### PROVIDED PASSAGE
#####
# Where in the USA are Beretta firearms manufactured?



## ANDY JOHNSON (Feb 3, 2020)

WHERE IN THE USA IS THE BERETTA FIRE ARMS MANUFACTURED


----------



## PhuBai70 (Sep 26, 2019)

GALLATIN, TENNESSEE


----------



## ANDY JOHNSON (Feb 3, 2020)

Thanks on the location of Beretta..a little more info if you have it..how long there and how many are employed?? New plant or re-hab of previous plant?


----------



## PhuBai70 (Sep 26, 2019)

It's a new manufacturing facility that opened in 2016. The original plan was to have about 300 employees.


----------



## pic (Nov 14, 2009)

ANDY JOHNSON said:


> WHERE IN THE USA IS BOONDOCKS


----------



## pic (Nov 14, 2009)

Found it.
http://boondocks-restaurant.com/
I eat there all the time , lol.


----------



## ANDY JOHNSON (Feb 3, 2020)

PhuBai70 said:


> It's a new manufacturing facility that opened in 2016. The original plan was to have about 300 employees.


APPRECIATE THE INFO..THANK YOU, GOD SPEED


----------



## PhuBai70 (Sep 26, 2019)

You're welcome,


----------
#####
Reproduce verbatim the stretch of the Beretta forum thread that begins with the words containing "Thanks on the" and ends with "of previous plant?".

### EXCERPTED DATA
#####
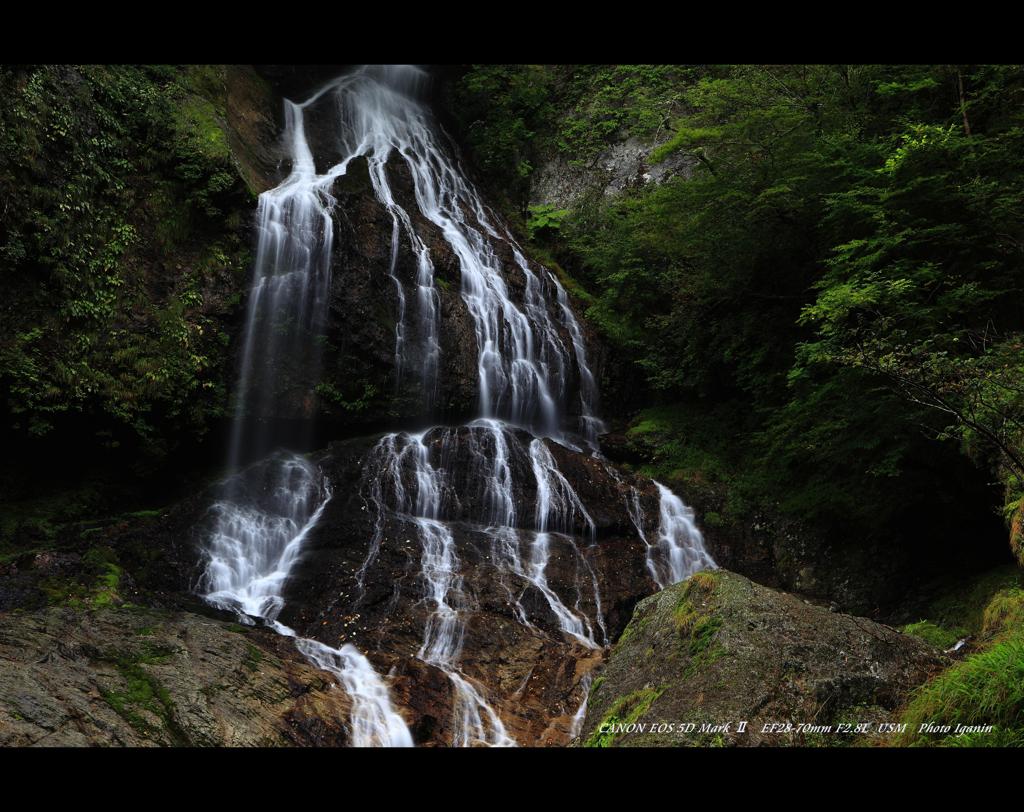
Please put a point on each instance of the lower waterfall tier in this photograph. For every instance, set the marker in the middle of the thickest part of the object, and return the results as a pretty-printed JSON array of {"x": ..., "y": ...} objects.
[{"x": 480, "y": 570}]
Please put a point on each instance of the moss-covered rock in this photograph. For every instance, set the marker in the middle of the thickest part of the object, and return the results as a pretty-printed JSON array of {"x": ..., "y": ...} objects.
[{"x": 718, "y": 649}]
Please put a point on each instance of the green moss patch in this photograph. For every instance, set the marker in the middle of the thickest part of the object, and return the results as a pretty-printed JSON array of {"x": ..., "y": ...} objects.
[{"x": 625, "y": 711}]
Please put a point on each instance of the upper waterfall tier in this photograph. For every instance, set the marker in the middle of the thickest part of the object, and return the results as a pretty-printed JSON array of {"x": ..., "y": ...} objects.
[{"x": 528, "y": 349}]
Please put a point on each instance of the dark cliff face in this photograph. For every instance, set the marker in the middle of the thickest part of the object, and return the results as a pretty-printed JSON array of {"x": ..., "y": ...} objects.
[{"x": 531, "y": 671}]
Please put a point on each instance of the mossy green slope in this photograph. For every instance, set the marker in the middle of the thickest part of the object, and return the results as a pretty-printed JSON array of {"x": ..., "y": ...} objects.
[{"x": 718, "y": 649}]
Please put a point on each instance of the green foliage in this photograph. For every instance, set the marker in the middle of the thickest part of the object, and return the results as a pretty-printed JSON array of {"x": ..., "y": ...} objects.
[
  {"x": 625, "y": 711},
  {"x": 932, "y": 634},
  {"x": 333, "y": 394},
  {"x": 544, "y": 219},
  {"x": 840, "y": 268},
  {"x": 987, "y": 688},
  {"x": 118, "y": 184}
]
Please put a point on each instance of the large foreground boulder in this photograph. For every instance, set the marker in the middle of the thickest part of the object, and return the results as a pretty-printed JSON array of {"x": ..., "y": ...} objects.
[
  {"x": 704, "y": 655},
  {"x": 137, "y": 678}
]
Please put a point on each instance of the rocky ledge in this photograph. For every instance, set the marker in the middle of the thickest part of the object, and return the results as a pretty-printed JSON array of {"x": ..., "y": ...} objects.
[
  {"x": 138, "y": 678},
  {"x": 718, "y": 649}
]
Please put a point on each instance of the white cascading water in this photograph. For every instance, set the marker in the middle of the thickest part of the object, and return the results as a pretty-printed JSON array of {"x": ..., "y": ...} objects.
[
  {"x": 679, "y": 541},
  {"x": 256, "y": 540},
  {"x": 406, "y": 458},
  {"x": 528, "y": 354}
]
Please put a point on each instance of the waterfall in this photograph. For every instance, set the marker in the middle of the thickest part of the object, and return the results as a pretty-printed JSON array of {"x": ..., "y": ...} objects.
[
  {"x": 255, "y": 541},
  {"x": 487, "y": 495},
  {"x": 679, "y": 541},
  {"x": 254, "y": 545}
]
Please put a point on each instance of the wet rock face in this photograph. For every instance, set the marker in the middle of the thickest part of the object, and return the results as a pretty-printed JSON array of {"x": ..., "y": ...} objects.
[
  {"x": 719, "y": 648},
  {"x": 623, "y": 165},
  {"x": 140, "y": 678},
  {"x": 359, "y": 357},
  {"x": 513, "y": 648}
]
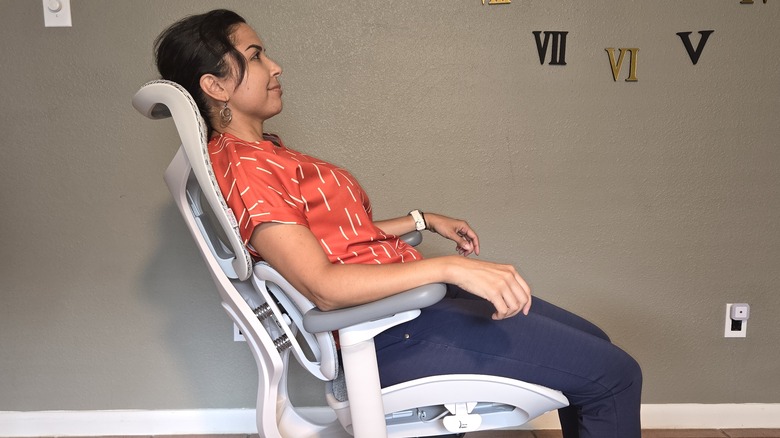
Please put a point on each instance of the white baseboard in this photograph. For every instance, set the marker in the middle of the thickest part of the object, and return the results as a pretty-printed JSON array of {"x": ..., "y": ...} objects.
[{"x": 242, "y": 421}]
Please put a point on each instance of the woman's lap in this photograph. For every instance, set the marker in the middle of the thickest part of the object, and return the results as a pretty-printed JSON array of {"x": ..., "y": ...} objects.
[{"x": 550, "y": 347}]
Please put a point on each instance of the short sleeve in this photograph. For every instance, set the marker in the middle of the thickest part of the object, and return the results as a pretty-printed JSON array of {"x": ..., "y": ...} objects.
[{"x": 257, "y": 184}]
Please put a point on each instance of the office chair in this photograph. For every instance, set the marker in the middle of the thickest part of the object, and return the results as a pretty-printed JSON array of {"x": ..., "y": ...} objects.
[{"x": 277, "y": 321}]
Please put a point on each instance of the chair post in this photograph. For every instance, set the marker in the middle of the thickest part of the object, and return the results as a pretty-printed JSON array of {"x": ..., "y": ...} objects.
[{"x": 365, "y": 398}]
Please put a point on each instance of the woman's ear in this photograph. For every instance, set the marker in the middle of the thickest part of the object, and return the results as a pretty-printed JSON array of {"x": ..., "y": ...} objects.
[{"x": 213, "y": 87}]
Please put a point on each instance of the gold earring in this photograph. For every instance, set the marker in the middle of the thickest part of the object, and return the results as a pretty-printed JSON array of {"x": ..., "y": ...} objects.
[{"x": 225, "y": 115}]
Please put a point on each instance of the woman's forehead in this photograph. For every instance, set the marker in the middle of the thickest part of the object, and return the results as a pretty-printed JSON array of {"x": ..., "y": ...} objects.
#####
### ANSWER TO THIS EXERCISE
Thanks on the location of Beretta..a little more info if you have it..how long there and how many are employed?? New plant or re-hab of previous plant?